SELECTED EXCERPT below:

Joann Paley Galst, Ph.D., an individual and couples therapist in New York City, answers:
A: You're right to be concerned. Children are very perceptive and do pick up on tension within families, even if it is not directly expressed. However, they don't know the causes of the tension, and because of their inherent egocentrism, they tend to blame themselves. Often, they think: "My bad behavior has caused all these problems among the grownups."
As you've discovered, secret feelings are almost impossible to keep secret. An undercurrent of whispers, facial gestures, body language, overheard bits of conversation, or hesitant and evasive answers to questions combine to drive children to come up with their own explanation, which in many cases can be more disturbing than the reality. To ensure that your daughter has a happy, healthy relationship with members of her family, you should try to settle your disputes if possible.
That said, you're in a tough position. Cease-fires can't occur unless all parties sign on. Since it sounds as if your problems have been going on a long time, it may take awhile to repair the damage. Yes, she's been horrible to you, but can you try to understand her as a person, with her own anxieties, fears, and emotional baggage? If you can, you might be more open to seeing what, if anything, you may have done or be doing to exacerbate tensions. If you recognize that you have hurt her in the past, apologize and try to clear the air.

End of SELECTED EXCERPT.

## TASK GOAL
Could you write out the passage on family tension again, starting at the words "As you've discovered, secret" and stopping after "disputes if possible.", and switch "disputes" to "differences"?

PROVIDED DATA below:

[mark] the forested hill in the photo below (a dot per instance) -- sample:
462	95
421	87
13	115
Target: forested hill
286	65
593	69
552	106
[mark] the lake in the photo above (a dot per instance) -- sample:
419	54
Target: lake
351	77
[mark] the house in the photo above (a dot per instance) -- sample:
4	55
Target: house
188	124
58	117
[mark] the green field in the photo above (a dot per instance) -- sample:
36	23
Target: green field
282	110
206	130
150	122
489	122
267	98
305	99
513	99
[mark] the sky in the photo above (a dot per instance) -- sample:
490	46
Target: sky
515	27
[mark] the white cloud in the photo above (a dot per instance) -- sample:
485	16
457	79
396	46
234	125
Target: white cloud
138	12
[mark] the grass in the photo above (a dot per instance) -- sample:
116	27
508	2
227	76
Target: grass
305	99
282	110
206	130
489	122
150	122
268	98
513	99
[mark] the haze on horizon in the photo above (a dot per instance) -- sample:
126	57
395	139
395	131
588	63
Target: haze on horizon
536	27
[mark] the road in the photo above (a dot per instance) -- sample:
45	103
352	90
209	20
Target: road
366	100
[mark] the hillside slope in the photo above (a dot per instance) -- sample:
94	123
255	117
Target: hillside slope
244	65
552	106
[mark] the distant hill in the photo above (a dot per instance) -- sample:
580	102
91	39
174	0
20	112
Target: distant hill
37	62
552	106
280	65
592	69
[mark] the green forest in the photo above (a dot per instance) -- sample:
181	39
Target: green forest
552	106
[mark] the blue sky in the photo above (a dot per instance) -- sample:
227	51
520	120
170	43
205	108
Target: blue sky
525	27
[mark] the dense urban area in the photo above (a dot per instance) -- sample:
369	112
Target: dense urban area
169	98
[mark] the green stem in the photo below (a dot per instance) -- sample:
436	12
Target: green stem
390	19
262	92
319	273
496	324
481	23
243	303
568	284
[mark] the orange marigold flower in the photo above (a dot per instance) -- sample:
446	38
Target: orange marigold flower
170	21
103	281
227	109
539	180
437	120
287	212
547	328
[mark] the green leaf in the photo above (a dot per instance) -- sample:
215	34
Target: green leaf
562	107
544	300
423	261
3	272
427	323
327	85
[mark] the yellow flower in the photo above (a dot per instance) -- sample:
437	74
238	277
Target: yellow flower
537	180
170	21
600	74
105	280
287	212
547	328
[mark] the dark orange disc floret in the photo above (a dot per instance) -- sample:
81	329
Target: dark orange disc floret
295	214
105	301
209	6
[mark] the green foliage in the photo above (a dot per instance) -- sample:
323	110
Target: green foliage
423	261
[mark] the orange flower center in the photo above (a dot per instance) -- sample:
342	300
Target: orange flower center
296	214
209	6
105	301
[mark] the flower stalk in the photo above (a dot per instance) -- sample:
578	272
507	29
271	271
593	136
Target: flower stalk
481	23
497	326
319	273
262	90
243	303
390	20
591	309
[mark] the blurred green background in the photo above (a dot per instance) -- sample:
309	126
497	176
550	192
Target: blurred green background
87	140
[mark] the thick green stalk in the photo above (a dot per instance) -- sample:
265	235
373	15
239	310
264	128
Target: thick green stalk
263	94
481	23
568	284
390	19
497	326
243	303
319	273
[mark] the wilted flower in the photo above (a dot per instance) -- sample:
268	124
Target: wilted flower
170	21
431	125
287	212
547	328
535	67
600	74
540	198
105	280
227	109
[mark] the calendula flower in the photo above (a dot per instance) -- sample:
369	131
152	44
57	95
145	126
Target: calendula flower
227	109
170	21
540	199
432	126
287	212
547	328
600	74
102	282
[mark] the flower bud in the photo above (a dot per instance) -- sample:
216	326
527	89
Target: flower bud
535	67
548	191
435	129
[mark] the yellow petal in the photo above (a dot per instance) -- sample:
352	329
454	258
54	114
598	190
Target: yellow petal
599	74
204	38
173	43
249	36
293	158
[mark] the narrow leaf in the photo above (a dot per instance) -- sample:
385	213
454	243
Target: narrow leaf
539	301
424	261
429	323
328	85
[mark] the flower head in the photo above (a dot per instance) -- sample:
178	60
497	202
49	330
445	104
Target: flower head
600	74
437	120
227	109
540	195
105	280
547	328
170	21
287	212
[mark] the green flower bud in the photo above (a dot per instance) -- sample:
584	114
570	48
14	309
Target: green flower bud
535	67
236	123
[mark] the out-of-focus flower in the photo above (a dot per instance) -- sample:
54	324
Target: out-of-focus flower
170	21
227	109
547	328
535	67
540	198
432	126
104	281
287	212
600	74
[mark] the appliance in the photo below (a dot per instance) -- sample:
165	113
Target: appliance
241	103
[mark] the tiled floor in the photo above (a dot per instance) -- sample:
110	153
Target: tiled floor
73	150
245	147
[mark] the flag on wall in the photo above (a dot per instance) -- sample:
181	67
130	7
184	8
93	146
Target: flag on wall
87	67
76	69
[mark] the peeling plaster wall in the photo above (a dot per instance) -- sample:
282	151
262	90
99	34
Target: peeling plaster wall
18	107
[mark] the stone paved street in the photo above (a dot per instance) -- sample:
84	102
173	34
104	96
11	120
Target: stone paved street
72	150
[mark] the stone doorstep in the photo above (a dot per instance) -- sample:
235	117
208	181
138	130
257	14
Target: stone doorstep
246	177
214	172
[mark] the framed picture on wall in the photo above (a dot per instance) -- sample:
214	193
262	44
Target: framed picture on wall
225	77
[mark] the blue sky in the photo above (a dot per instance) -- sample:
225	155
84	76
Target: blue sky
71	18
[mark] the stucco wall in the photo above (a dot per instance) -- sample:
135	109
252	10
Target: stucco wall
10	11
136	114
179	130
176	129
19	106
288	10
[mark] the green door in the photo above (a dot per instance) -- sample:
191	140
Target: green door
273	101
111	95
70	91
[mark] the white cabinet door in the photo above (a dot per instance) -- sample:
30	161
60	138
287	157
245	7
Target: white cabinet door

End of PROVIDED DATA.

## RESPONSE AREA
As you've discovered, secret feelings are almost impossible to keep secret. An undercurrent of whispers, facial gestures, body language, overheard bits of conversation, or hesitant and evasive answers to questions combine to drive children to come up with their own explanation, which in many cases can be more disturbing than the reality. To ensure that your daughter has a happy, healthy relationship with members of her family, you should try to settle your differences if possible.